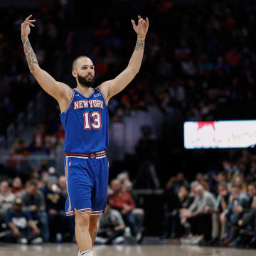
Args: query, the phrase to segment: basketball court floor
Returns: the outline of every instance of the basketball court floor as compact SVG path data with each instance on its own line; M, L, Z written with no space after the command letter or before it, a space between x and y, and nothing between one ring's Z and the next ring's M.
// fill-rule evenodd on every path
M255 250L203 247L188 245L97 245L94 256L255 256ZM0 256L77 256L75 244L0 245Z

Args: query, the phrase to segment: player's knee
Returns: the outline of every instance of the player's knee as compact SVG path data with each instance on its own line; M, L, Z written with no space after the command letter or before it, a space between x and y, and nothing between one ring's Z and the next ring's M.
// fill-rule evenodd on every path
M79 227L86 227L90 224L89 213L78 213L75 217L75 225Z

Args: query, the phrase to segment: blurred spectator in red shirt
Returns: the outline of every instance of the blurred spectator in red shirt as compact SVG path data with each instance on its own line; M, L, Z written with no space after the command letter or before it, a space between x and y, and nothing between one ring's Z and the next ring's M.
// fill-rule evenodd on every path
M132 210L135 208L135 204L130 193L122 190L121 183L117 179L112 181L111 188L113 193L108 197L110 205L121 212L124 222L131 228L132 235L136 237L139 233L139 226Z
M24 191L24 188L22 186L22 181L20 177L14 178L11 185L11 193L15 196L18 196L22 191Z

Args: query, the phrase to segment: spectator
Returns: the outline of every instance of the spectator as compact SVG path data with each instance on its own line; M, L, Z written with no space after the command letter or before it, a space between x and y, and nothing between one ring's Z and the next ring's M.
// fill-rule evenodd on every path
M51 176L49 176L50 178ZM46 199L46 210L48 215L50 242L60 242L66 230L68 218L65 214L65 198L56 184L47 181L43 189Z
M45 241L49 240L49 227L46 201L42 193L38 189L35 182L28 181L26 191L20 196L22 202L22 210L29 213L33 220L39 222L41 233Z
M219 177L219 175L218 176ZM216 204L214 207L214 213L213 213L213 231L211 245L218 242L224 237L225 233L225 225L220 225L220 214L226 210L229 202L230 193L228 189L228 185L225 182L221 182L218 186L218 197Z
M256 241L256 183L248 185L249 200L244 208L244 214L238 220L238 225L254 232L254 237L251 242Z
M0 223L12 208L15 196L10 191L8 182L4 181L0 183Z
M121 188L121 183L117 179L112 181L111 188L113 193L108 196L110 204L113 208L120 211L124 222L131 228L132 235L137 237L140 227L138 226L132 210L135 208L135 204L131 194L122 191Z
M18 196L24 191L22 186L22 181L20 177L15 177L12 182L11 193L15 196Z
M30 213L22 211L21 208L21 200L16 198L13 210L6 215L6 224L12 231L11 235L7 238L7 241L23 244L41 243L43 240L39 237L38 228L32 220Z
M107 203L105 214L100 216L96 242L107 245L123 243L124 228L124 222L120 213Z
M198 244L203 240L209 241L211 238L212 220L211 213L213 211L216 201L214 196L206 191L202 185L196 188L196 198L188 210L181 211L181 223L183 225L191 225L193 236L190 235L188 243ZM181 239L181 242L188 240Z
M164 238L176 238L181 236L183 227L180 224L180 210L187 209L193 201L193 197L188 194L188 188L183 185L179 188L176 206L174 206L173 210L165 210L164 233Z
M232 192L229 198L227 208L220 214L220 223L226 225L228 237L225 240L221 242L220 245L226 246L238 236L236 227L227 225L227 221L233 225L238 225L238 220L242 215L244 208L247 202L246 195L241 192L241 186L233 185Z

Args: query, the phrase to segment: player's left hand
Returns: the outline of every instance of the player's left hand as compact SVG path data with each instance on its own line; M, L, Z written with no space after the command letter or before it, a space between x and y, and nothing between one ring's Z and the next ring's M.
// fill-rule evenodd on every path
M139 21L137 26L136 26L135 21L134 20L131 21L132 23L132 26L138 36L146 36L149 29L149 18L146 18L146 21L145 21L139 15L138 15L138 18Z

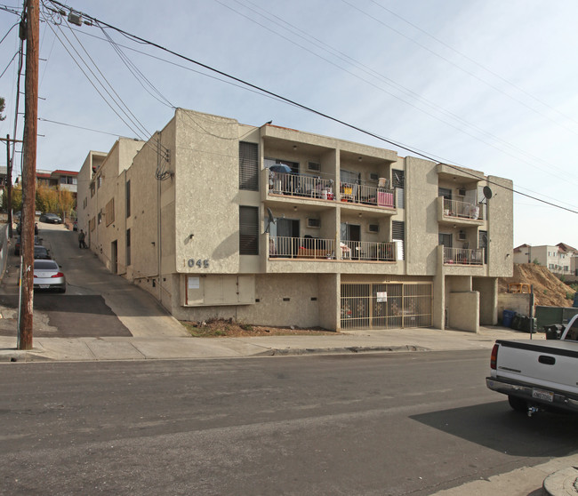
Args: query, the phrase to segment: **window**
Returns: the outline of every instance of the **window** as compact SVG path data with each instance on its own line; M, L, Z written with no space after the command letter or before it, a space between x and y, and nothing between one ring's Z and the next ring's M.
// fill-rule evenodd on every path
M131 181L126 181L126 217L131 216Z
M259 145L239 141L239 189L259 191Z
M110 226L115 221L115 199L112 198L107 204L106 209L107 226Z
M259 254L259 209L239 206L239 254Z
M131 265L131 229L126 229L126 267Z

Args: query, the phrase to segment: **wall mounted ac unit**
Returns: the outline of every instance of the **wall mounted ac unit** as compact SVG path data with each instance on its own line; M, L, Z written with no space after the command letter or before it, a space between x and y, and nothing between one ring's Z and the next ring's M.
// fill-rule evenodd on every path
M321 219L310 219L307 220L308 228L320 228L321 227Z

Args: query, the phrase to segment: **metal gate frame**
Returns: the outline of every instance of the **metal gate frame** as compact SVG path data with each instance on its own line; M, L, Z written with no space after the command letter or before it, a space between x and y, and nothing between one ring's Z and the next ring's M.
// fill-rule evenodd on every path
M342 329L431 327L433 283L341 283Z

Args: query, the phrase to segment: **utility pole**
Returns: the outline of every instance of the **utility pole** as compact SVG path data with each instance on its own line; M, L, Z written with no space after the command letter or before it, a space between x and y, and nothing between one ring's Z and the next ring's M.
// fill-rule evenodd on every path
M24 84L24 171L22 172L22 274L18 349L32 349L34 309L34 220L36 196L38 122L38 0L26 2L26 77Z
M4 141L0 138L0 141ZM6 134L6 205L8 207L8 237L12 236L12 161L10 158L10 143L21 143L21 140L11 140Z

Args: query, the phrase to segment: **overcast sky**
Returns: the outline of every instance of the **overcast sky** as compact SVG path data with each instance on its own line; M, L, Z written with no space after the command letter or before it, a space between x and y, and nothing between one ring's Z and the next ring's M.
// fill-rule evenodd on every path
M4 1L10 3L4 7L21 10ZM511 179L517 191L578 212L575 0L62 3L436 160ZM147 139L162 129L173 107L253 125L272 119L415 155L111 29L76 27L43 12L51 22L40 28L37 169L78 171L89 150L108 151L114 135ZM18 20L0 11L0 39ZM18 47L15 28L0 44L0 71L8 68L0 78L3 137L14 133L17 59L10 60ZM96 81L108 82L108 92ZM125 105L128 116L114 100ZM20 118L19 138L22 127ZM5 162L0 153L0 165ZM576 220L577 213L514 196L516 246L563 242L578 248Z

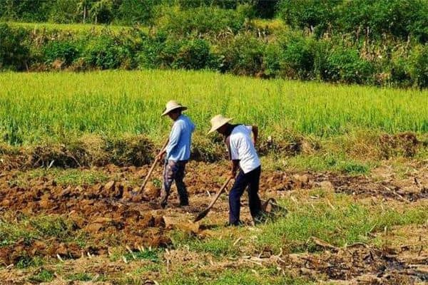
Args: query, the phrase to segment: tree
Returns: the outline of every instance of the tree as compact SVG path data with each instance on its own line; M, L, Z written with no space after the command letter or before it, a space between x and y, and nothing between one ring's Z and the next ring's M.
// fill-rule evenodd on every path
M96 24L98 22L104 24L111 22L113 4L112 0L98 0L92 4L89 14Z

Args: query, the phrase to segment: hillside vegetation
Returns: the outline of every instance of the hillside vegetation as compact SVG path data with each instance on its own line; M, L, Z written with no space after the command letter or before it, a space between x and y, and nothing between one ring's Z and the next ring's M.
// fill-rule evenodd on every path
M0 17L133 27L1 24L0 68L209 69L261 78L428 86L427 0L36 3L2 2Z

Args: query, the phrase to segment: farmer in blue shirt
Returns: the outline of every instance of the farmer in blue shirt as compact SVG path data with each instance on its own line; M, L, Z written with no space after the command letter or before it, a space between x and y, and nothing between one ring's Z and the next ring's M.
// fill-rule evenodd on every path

--------------------

**WHAT IS NEEDED**. Repeat every item above word for word, leaving out the pictures.

**OUTPUT FOR THIS EXERCISE**.
Args: query, the phrase to segment: basketball court floor
Returns: the outline of every instance of the basketball court floor as compact SVG path data with each instance on its own line; M, L, Z written with no space after the command letter or before it, a space between x and y, and nothing between one ring's Z and the next ring's M.
// fill-rule evenodd on every path
M255 250L203 247L188 245L97 245L94 256L255 256ZM0 256L77 256L75 244L0 245Z

Args: query, the phrase to segment: player's knee
Returns: the outline of every instance of the player's knee as compact SVG path data with each instance on its own line; M, L, Z written with no space after the command letter or before it, a space between x and y, and nothing between one ring's Z and the next ring's M.
// fill-rule evenodd on every path
M79 227L86 227L90 224L89 213L78 213L75 217L75 225Z

Args: query, the phrase to segment: blurred spectator in red shirt
Returns: the outline of every instance of the blurred spectator in red shirt as compact SVG path data with each instance on its own line; M, L, Z written with no space after the command letter or before it, a space between x and y, and nothing between one ring's Z and the next ring's M.
// fill-rule evenodd on every path
M132 210L135 208L135 204L130 193L122 190L121 183L117 179L112 181L111 188L113 193L108 197L110 205L121 212L124 222L131 228L132 235L136 237L139 233L139 226Z
M24 191L24 188L22 186L22 181L20 177L14 178L11 185L11 193L15 196L18 196L22 191Z

Args: query, the phrase to segment: spectator
Returns: the outline of every instance of the spectator as compact SVG path data with each instance on its own line; M, L, Z written with no space after the command letter or before it, a space between x and y, and nothing between one ring's Z and the next ring's M.
// fill-rule evenodd on every path
M51 176L49 176L50 178ZM46 199L46 210L48 215L50 242L60 242L66 230L68 218L65 214L65 198L56 184L47 181L43 189Z
M45 241L49 240L49 227L46 201L42 193L38 189L35 182L28 181L26 191L20 196L22 202L22 210L29 213L33 220L39 222L41 233Z
M219 177L219 175L218 176ZM216 204L214 207L214 213L213 213L213 231L211 245L218 242L224 237L225 233L225 225L220 225L220 214L226 210L229 202L230 193L228 189L228 185L225 182L221 182L218 186L218 197Z
M256 241L256 183L248 185L249 200L244 208L244 214L238 220L238 225L254 232L254 237L251 242Z
M0 223L12 208L15 196L10 191L8 182L4 181L0 183Z
M121 188L121 183L117 179L112 181L111 188L113 193L108 196L110 204L113 208L120 211L124 222L131 228L132 235L137 237L140 227L138 226L132 210L135 208L135 204L131 194L122 191Z
M18 196L24 191L22 186L22 181L20 177L15 177L12 182L11 193L15 196Z
M30 213L22 211L21 208L21 200L16 198L13 210L6 215L6 224L12 231L11 235L7 238L7 241L23 244L41 243L43 240L39 237L38 228L32 220Z
M107 203L105 214L100 216L96 242L107 245L123 243L124 228L124 222L120 213Z
M198 244L203 240L209 241L211 238L212 220L211 213L213 211L216 201L214 196L206 191L202 185L196 188L196 198L188 210L181 211L181 223L183 225L191 225L193 236L190 235L188 243ZM181 239L181 242L188 240Z
M164 238L176 238L181 236L183 227L180 224L180 210L187 209L193 201L193 197L188 194L188 188L183 185L179 188L176 206L174 206L173 210L165 210L164 233Z
M232 192L229 198L227 208L220 214L220 223L226 225L228 237L225 240L221 242L220 245L226 246L238 236L236 227L227 225L227 221L233 225L238 225L238 220L242 215L244 208L247 202L246 195L241 192L241 186L233 185Z

Args: query, the phrase to segment: player's left hand
Returns: the outline of every instance of the player's left hand as compact SVG path data with each instance on its own line; M, L, Z written with no space after the command letter or before it, a space between x and y, and nothing between one ring's Z and the next ring's M.
// fill-rule evenodd on every path
M139 21L137 26L136 26L135 21L134 20L131 21L132 23L132 26L138 36L146 36L149 29L149 18L146 18L146 21L145 21L139 15L138 15L138 18Z

Args: query, the phrase to segment: **window**
Returns: the outline of every instance of the **window** as compact SVG path data with each instance on its own line; M, L, Z written with no space after the command letter or before it, a space between x and y, and nothing between one ring's Z and the next ring's M.
// fill-rule evenodd on every path
M131 181L126 181L126 217L131 216Z
M259 145L239 141L239 189L259 191Z
M110 226L115 221L115 199L112 198L107 204L106 209L107 226Z
M259 254L259 209L239 206L239 254Z
M131 265L131 229L126 229L126 267Z

Args: query, the phrase to segment: **wall mounted ac unit**
Returns: the outline of every instance of the **wall mounted ac unit** as compact SVG path data with each instance on its own line; M, L, Z written with no space after the command letter or before it, a space between x and y, and nothing between one ring's Z and the next ring's M.
// fill-rule evenodd on every path
M321 219L310 219L307 220L308 228L320 228L321 227Z

Args: query, the phrase to segment: **metal gate frame**
Returns: the outline of every instance of the **metal gate frame** as compact SVG path data with each instance on its own line; M, L, Z written with no space after the command letter or before it, a space between x and y, and nothing between one ring's Z and the next ring's M.
// fill-rule evenodd on every path
M342 329L431 327L433 283L341 283Z

Args: query, the phrase to segment: **utility pole**
Returns: the outline of every instance of the **utility pole** as compact SVG path data with each instance on its own line; M, L, Z written with no space after the command letter or before it, a space between x and y, and nothing between one ring's Z and the next ring's M.
// fill-rule evenodd on every path
M24 84L24 171L22 172L22 274L18 349L32 349L34 309L34 220L36 196L38 122L38 0L26 2L26 77Z
M4 141L0 138L0 141ZM6 134L6 205L8 207L8 237L12 236L12 161L10 158L10 143L21 143L21 140L11 140Z

Args: query, the phrase to segment: **overcast sky**
Returns: the outline of every instance of the **overcast sky** as compact SVG path data with each instance on its own line; M, L, Z written with no space after the command letter or before it, a space between x and y, and nothing between one ring's Z and the next ring's M.
// fill-rule evenodd on every path
M4 1L10 3L4 7L21 10ZM511 179L517 191L578 212L575 0L62 3L436 160ZM147 139L162 129L173 107L253 125L272 119L415 155L111 29L76 27L43 12L51 22L40 28L37 169L78 171L89 150L108 151L114 135ZM18 20L0 11L0 39ZM18 47L15 28L0 44L0 71L8 68L0 78L3 137L14 133L17 59L10 60ZM96 81L108 82L108 92ZM125 105L128 116L114 100ZM20 118L19 138L22 127ZM5 162L0 153L0 165ZM576 220L577 213L514 196L516 246L563 242L578 248Z

Args: query, the phrase to segment: tree
Returns: the outline of every instance of the tree as compact SVG path data with each instance on its own line; M, L, Z written with no space after the command letter or before it, a space between x and y, and nothing between one ring's Z and the next ring's M.
// fill-rule evenodd on every path
M96 24L98 22L104 24L111 22L113 4L112 0L98 0L92 4L89 14Z

Args: query, the phrase to segment: hillside vegetation
Returns: the outline of every instance of the hillside vegetation as compact SVG path data with each instance on its own line; M, L, Z written with no space after the command letter or before it, a space between x and y, and nothing between one ring's Z and the next ring's M.
// fill-rule evenodd on every path
M0 17L133 27L1 24L0 68L209 69L261 78L428 86L427 0L36 3L2 2Z

Args: query, the phrase to segment: farmer in blue shirt
Returns: the outline of every instance of the farmer in blue shirt as compact SVG path data with each instance on its own line; M, L, Z written with no space after the command letter or before it, a space between x and y, and nothing between one ring's Z and the next ring's M.
// fill-rule evenodd on every path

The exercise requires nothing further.